───── EXCERTO DA PÁGINA

A China é já o maior parceiro comercial do Brasil, com trocas avaliadas em 150.5 mil milhões de dólares no ano transato. Os investimentos diretos da China no Brasil orçaram os 70 mil milhões de dólares. O acordo deverá abrir ainda os mercados chineses aos produtos brasileiros sobretudo no setor agroalimentar.

Para a China, a vantagem de comerciar na própria moeda com a maior economia da América do Sul é reduzir a dependência do dólar, ao mesmo tempo que aumenta a circulação do yuan (RMB), uma das suas orientações de política externa e financeira.

A estratégia mercantilista chinesa é aliás questionada globalmente, já que se baseia numa desvalorização artificial da sua moeda face ao dólar, para obter vantagens nas suas exportações.
"Clearing house"
O acordo anunciado esta quarta-feira prevê a instalação no Brasil de uma "clearing house", uma instituição com liquidez suficiente em moeda chinesa de forma que um empresário receba em yuan (RMB) e faça de imediato a troca pela própria moeda. No caso do Brasil, o real.

Conforme o acordo firmado entre Pequim e Brasília em janeiro, o banco designado pelo banco central chinês para funcionar como "clearing house" no Brasil será o ICBC - Industrial and Commercial Bank of China and Bank of Communications BBM.

O acordo foi anunciado esta quarta-feira na conclusão do Fórum empresarial Brasil-China que teve lugar em Pequim e onde era inicialmente esperado o Presidente brasileiro no âmbito de uma visita de Estado. Lula da Silva adiou a visita à China indefinidamente depois de lhe ter sido diagnosticada uma pneumonia.

O Fórum juntou 523 participantes, entre autoridades brasileiras e chinesas, além de empresários.
Previbilidade e mercados
Em representação de Brasília esteve a secretária Assuntos Internacionais do Ministério da Fazenda, Tatiana Rosito, que saudou a "maior previsibilidade das taxas de câmbio" permitida pelo acordo, que evita duas conversões e consequentes perdas.

Rosito sublinhou que os impostos sobre transações de câmbio são muito questionados por parceiros chineses no Brasil. O comércio em moeda local poderia assim contribuir para o incremento das trocas. Também as taxas de câmbio para a divisa chinesa, controladas pelo banco central chinês, variam menos e concedem mais previsibilidade às empresas.

O estabelecimento da "clearing house" é somente "um primeiro passo" até pelas próprias limitações que estas instituições têm, acrescentou a secretária, enquanto mais uma opção para os negócios e sendo que a ideia não é tornar o sistema obrigatório.

──────────
───── OS DADOS

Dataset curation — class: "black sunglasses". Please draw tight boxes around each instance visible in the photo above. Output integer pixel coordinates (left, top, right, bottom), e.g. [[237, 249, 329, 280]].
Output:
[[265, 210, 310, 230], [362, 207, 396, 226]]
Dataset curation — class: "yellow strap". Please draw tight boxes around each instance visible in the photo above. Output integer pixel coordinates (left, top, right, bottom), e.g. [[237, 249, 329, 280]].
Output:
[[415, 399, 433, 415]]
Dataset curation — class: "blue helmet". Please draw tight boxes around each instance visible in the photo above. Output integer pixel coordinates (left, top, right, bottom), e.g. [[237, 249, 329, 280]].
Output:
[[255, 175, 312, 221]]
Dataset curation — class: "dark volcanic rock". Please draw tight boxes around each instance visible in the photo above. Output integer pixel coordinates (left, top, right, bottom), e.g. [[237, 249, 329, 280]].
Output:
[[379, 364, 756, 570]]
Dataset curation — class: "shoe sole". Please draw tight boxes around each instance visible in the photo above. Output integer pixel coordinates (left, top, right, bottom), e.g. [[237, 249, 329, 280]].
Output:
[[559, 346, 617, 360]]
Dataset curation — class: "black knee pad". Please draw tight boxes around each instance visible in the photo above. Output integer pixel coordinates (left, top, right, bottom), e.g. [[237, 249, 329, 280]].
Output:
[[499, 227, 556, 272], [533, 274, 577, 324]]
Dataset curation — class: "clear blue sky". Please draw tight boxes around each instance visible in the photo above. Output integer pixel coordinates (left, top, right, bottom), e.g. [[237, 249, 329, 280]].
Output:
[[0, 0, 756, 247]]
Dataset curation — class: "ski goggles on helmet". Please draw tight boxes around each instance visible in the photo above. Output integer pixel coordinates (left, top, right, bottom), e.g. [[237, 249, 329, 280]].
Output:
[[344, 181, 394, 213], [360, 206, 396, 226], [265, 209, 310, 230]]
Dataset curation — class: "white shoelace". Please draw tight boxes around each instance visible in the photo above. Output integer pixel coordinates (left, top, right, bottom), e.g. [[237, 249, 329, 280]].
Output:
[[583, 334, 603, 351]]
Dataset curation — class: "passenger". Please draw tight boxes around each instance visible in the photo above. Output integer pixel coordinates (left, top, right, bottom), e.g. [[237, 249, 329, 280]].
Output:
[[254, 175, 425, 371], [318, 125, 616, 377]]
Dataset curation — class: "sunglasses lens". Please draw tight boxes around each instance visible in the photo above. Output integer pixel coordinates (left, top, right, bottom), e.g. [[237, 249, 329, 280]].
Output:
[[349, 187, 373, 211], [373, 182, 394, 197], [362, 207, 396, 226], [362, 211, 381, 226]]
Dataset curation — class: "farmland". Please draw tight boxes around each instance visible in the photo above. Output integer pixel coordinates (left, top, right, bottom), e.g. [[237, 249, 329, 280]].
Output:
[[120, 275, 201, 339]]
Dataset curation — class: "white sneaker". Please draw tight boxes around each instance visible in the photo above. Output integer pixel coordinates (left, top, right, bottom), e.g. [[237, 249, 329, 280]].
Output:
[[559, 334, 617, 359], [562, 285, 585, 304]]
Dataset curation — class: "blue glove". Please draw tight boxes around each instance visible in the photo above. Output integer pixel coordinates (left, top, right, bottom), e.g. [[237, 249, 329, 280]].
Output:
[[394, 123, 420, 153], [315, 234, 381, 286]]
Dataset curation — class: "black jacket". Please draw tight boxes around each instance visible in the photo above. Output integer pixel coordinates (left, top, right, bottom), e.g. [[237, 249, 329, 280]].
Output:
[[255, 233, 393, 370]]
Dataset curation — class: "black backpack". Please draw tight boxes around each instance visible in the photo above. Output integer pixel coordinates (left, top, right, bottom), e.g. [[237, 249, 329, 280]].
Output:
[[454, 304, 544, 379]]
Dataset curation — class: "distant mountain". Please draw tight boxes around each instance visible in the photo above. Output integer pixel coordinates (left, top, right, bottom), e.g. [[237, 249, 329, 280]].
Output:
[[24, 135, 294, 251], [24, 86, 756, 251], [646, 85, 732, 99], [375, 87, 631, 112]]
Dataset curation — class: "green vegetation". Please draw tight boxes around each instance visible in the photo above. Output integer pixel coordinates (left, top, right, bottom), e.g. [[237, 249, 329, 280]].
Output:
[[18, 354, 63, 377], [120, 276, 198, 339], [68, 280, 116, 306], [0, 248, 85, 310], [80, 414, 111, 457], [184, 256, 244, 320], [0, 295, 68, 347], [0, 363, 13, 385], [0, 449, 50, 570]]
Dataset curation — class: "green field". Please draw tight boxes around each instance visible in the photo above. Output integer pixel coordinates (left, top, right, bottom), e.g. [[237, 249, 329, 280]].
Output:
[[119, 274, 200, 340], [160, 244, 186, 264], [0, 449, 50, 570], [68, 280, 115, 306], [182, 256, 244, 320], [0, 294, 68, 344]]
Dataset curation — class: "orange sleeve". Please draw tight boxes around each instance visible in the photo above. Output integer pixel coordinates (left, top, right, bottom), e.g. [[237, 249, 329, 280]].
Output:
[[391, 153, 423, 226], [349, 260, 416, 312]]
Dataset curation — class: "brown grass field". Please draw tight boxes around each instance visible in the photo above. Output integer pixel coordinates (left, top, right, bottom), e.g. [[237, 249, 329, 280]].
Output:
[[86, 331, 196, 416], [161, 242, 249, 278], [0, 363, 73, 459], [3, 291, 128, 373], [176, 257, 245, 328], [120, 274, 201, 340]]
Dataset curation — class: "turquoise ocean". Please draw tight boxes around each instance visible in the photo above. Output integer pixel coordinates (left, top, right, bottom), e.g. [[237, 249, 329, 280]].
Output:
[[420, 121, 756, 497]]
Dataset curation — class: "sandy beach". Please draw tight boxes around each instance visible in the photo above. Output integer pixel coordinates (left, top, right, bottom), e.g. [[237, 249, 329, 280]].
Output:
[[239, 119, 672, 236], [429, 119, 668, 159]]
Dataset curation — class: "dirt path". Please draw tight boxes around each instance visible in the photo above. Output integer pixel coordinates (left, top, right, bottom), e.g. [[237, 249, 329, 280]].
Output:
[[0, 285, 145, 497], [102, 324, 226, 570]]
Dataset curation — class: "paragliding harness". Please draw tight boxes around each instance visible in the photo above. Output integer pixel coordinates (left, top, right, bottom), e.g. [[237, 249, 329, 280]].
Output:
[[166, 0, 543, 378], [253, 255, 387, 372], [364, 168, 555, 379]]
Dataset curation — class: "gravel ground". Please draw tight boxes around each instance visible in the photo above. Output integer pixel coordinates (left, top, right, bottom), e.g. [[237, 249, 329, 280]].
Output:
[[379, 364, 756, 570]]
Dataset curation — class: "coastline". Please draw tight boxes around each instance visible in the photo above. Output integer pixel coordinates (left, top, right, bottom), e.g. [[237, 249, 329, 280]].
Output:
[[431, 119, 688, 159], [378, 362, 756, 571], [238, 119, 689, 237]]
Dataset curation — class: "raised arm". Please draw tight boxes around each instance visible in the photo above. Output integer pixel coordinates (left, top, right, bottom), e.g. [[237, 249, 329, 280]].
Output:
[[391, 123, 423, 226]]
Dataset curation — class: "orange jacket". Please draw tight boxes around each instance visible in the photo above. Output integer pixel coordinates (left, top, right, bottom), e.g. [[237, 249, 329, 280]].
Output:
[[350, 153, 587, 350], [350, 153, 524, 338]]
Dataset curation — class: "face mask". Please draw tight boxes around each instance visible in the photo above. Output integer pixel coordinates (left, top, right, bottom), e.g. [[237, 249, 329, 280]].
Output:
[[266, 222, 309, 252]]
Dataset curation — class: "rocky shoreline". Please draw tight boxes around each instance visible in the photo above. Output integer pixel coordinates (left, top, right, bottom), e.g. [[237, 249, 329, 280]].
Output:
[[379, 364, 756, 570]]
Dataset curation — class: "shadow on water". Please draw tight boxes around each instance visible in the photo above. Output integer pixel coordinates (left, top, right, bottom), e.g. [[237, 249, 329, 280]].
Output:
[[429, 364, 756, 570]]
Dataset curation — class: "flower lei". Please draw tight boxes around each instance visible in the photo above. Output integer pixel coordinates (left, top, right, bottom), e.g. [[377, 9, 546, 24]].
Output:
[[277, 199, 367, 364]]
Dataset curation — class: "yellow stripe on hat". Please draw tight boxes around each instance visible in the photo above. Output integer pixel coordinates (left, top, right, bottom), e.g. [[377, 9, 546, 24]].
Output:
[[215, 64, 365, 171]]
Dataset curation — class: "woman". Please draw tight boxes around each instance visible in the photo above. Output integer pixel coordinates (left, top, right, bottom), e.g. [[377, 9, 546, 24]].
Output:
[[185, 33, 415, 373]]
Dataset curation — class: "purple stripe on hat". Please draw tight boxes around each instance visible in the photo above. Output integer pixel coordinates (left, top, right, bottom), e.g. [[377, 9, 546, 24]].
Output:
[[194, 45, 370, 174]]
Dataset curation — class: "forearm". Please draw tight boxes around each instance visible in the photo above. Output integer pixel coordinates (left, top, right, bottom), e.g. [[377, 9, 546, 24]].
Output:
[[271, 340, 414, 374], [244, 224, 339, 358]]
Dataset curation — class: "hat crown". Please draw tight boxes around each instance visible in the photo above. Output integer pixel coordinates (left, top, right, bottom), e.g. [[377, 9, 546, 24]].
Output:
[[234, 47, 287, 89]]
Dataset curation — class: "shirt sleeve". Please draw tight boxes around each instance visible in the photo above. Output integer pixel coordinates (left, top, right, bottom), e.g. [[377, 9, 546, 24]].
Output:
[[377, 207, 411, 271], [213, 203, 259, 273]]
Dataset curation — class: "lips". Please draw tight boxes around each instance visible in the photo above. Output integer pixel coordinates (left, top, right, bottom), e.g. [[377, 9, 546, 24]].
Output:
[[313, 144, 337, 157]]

──────────

TAREFAS =
(A) Enumere todas as moedas mencionadas no excerto sobre o acordo comercial entre o Brasil e a China.
(B) Segundo o excerto sobre o acordo comercial entre o Brasil e a China, quantos participantes reuniu o Fórum empresarial Brasil-China?
(C) Prolongue o excerto sobre o acordo comercial entre o Brasil e a China a partir da última frase apresentada.

RESPOSTAS ESPERADAS =
(A) dólar; yuan (RMB); real

(B) 523 participantes.

(C)
No mesmo Fórum, a vice-ministra de Comércio da China, Guo Tingting, saudou o estabelecimento da "clearing house" para o uso do yuan (RBM), referindo que China e Brasil são parceiros estratégicos e têm um relacionamento "modelo".

Um empresário brasileiro afirmou à Exame brasileira que o acordo poderá vir a ser interessante se o não envolvimento do dólar permitir o acesso a linhas de financiamento para exportação em bancos chineses, com taxas de juro mais baixas.
Expansão do yuan (RMB)
O Brasil continua a poder comercializar diretamente através de outras moedas, como o euro, o franco suíço e a libra esterlina. Mais de 90 por cento do comércio externo brasileiro é atualmente transacionado em dólares.Uma dupla designação da moeda chinesa cria por vezes alguma confusão nas trocas comerciais, sendo conhecida como o yuan chinês ou CNY internacional, ou renminbi, RMB, traduzível como "moeda do povo". Renminbi é o nome oficial da divisa, e o yuan, conforme o carater que designa objetos redondos como moedas, a unidade contabilística principal. Um yuan correspondia esta quinta-feira a 0.13 euros.

Também a Arábia Saudita e a Rússia adotaram o uso do yuan (RMB) no comércio com a China.

A divisa chinesa representa atualmente cerca de dois por cento dos pagamentos a nível global e está em crescimento, sobretudo na Ásia, área de influência de Pequim.

Um relatório do Banco do Povo da China, o banco central chinês, indica que no fim de 2021 existiam 27 bancos de "clearing" do yuan (RMB) fora da China continental, em 25 países e regiões, incluindo Canadá, Alemanha, Reino Unido, França, Luxemburgo, Suíça, Catar, Taiwan, Coreia do Sul, Singapura e Austrália.

Na América do Sul, o Chile e a Argentina possuem acordos similares. Os próprios EUA possuem uma "clearing house" para a troca direta de moeda, indicada pela China.